Linda Bosco participates in the IR Global Guide – Getting to know the UBO & selecting the right advisor

Foreward by Andrew Chilvers

When the 5th Anti-Money Laundering Directive was introduced into law by the UK and EU in January 2020, for many professionals it was a much needed addition to legislation that would significantly help business transparency and combat money laundering. In essence, it was good for business and for public and professional confidence.

All jurisdictions signing up to the 5th Directive will build and maintain UBO registries that will be publicly available at any time. UBO registries will also be set up for bank accounts and trusts, although these latter two will not be publicly available but be accessed by the relevant authority such as financial intelligence units and legal advisors looking into money laundering. Investigative journalists who can show a legitimate interest in the case can also have access, which is vital if another Panama Papers (see below) is to be uncovered. Across the UK and EU national UBO registers will be set to connect through a central European platform by April 2021.

Tanzania having been a British mandate and subsequently a British Trust before the attainment of its independence, inherited the British common law system and follows it to date. It therefore follows that the doctrine of corporate personality which was introduced by the landmark UK company law case, Salomon versus A. Salomon & Co Ltd [1896] UKHL 1, that saw the House of Lords firmly uphold the principle of separate corporate personality, is not at all new to Tanzania and has always been recognized. This doctrine provides that a company is a legal entity which is separate and distinct from its shareholders, directors and employees hence the creation of the legal fiction ‘corporate veil’. In essence, the corporate veil was devised to enable groups of individuals to pursue an economic purpose as a single unit, without exposure to risks or liabilities in one’s personal capacity.

All around the world, the corporate personality doctrine has, however, been misused either for purposes of money laundering, tax evasion and to curb such practices, transparency rules have been developed to identify the beneficial owners of companies, trusts and other legal arrangements. Tanzania has not been left behind as changes to various laws introducing requirements for the identification of the ultimate beneficial owner were made under the Tanzanian Finance Act 2020 (FA 2020) which came into effect on 1 July 2020. The FA 2020 has introduced changes to the Companies Act, the Trustees Incorporations Act, the Anti-Money Laundering Act and the Income Tax Act by establishing beneficial ownership rules.

**WRITTEN EXERCISE**
Decide whether each of the following statements agrees with the foreword on beneficial ownership. Answer yes or no and quote the deciding words. 1. The Tanzanian Finance Act 2020 came into effect on 1 July 2020. 2. The UBO registries for bank accounts and trusts will be publicly available. 3. Tanzania still follows the British common law system.

**DATA**
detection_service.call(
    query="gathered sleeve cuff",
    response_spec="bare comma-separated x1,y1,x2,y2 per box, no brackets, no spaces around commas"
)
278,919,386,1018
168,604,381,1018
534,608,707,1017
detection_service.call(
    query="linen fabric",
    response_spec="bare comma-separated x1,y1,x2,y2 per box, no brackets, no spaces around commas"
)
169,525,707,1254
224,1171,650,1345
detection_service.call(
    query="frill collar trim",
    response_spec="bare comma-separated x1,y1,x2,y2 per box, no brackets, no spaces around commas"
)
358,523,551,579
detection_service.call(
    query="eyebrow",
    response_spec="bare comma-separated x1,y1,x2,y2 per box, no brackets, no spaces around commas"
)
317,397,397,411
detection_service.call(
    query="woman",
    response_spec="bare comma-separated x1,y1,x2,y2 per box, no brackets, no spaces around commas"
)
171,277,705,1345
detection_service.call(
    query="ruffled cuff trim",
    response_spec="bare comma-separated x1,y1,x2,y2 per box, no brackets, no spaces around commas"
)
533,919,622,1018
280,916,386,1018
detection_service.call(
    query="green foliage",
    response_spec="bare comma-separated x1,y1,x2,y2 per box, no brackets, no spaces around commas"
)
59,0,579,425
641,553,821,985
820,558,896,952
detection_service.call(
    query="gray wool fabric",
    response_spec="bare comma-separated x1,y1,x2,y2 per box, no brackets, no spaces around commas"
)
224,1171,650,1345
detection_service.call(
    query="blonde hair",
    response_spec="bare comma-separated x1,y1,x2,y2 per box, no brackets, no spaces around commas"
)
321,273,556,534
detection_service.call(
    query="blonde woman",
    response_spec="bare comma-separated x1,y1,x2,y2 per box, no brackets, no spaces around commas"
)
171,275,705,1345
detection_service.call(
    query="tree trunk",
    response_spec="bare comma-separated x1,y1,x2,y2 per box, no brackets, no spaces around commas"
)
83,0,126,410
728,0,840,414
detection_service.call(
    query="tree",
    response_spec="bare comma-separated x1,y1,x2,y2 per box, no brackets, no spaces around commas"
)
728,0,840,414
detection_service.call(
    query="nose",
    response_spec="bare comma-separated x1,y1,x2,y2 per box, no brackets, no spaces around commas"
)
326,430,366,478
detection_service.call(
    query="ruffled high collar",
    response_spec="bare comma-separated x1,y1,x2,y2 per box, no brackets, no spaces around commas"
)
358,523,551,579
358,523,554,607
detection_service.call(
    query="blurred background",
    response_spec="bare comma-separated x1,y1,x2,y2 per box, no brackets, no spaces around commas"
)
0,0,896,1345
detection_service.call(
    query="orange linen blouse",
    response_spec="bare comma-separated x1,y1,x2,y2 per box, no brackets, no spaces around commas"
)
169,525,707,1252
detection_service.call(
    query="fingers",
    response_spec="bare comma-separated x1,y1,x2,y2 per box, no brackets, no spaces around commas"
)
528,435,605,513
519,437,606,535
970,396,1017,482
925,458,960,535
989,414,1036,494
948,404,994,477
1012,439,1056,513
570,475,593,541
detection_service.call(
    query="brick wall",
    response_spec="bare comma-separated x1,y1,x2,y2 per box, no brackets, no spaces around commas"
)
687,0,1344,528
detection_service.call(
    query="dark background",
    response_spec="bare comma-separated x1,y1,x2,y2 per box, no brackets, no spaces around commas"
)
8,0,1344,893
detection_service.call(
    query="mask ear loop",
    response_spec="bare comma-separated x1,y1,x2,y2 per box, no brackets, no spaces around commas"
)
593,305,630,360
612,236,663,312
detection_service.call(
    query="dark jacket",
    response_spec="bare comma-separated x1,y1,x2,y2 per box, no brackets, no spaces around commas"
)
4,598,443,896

**SOLUTION FOR THIS EXERCISE**
1. Yes: "which came into effect on 1 July 2020"
2. No: "these latter two will not be publicly available"
3. Yes: "inherited the British common law system and follows it to date"